Could you repeat the rows below, swapping every "Reviewer note" for "Annotator note" and leaving everything else as it is?

#### TASK DATA
■ ■ ■ ■

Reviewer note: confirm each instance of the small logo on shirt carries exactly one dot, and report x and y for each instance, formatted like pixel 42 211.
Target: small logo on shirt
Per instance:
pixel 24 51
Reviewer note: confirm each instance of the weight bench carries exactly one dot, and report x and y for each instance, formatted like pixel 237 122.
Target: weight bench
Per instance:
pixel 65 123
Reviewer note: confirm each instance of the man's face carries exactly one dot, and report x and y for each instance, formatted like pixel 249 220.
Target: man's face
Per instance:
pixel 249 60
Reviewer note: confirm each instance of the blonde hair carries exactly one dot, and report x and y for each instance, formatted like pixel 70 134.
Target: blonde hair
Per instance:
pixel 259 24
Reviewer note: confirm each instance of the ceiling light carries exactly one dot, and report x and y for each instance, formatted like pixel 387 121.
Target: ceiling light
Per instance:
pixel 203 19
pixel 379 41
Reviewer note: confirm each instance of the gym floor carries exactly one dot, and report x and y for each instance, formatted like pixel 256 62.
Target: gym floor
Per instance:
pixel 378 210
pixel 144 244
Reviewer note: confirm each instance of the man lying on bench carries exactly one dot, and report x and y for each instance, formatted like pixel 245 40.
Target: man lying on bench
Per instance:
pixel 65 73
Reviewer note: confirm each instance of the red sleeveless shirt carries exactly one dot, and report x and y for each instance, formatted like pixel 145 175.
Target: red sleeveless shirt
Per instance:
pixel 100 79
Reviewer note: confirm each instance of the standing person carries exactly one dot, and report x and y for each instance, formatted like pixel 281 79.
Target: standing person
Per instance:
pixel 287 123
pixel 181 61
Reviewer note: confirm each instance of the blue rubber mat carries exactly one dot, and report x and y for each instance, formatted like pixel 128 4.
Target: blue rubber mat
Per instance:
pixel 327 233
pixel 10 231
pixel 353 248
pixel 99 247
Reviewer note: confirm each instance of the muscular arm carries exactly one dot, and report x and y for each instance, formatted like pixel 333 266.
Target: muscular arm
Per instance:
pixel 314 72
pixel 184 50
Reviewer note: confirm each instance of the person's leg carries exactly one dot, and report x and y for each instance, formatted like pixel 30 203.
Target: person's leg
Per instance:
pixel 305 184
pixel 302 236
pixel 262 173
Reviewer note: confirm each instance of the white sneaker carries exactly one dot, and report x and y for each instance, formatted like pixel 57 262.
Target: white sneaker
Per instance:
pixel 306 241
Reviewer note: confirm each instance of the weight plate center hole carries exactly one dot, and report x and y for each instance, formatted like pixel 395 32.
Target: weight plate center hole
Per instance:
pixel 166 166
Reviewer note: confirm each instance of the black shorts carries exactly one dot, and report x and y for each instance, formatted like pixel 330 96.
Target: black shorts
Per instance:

■ ■ ■ ■

#### COMPLETED EXERCISE
Annotator note: confirm each instance of the small logo on shirt carries exactly one dot, and report x and y for each instance, formatted like pixel 42 211.
Target: small logo on shirt
Per instance:
pixel 24 51
Annotator note: confirm each instance of the weight bench carries exactly one dot, and report x and y for each instance, formatted like pixel 237 122.
Target: weight bench
Per instance:
pixel 65 123
Annotator note: confirm each instance of the man's face carries exactly one dot, and report x and y for each instance, formatted like pixel 249 220.
Target: man's face
Per instance:
pixel 249 60
Annotator note: confirm each instance of the blonde hair carries exactly one dot, and report x and y for each instance, formatted like pixel 70 134.
Target: blonde hair
Per instance:
pixel 259 24
Annotator note: confirm each instance of the ceiling light carries exactly one dot, and report x and y for each instance, formatted like pixel 387 121.
Target: ceiling light
Per instance:
pixel 203 19
pixel 379 41
Annotator note: confirm each instance of the gym floor carries exactly one dot, and report x and y for each instance, formatted like pixel 256 62.
Target: gym floor
Per instance:
pixel 378 210
pixel 144 244
Annotator note: confirm each instance of the man lying on bench carries exactly one dot, and report x and y for each instance, formatted like pixel 245 40.
Target: man lying on bench
Per instance:
pixel 65 73
Annotator note: confirm each instance of the red sleeveless shirt carries exactly one dot, and report x and y for each instance, formatted like pixel 145 175.
Target: red sleeveless shirt
Per instance:
pixel 100 79
Annotator note: confirm each instance of the standing person carries exactly one dot, and report x and y for each instance, formatted like pixel 281 79.
Target: standing person
Per instance:
pixel 287 123
pixel 181 61
Annotator note: confirm each instance of the blue rubber mat carries exactly one dot, and report x and y for each instance, formatted like pixel 128 4.
Target: blue rubber mat
Per instance:
pixel 327 233
pixel 10 231
pixel 353 248
pixel 99 247
Annotator note: confirm each instance of the muscular arm carries exactly one dot, and report x and y for each instance, formatted like pixel 333 266.
Target: muscular arm
Per instance:
pixel 314 72
pixel 184 50
Annotator note: confirm each instance of the person's leg carries exactly one dot, and report x and y for each instance, formatted like pixel 30 203.
Target: person's leg
Per instance:
pixel 305 184
pixel 302 236
pixel 262 173
Annotator note: confirm each instance of the white sneaker carries exactly one dot, and report x and y for each instance, formatted like pixel 57 262.
Target: white sneaker
Per instance:
pixel 306 241
Annotator note: confirm each instance of the weight plate center hole carries exactly one dot, and report x and y for each instance, formatted like pixel 395 32.
Target: weight plate center hole
Per instance:
pixel 166 166
Annotator note: confirm each instance of the black shorts carries exactly one dot, and report x and y for each instance, formatted like pixel 330 96.
Target: black shorts
Per instance:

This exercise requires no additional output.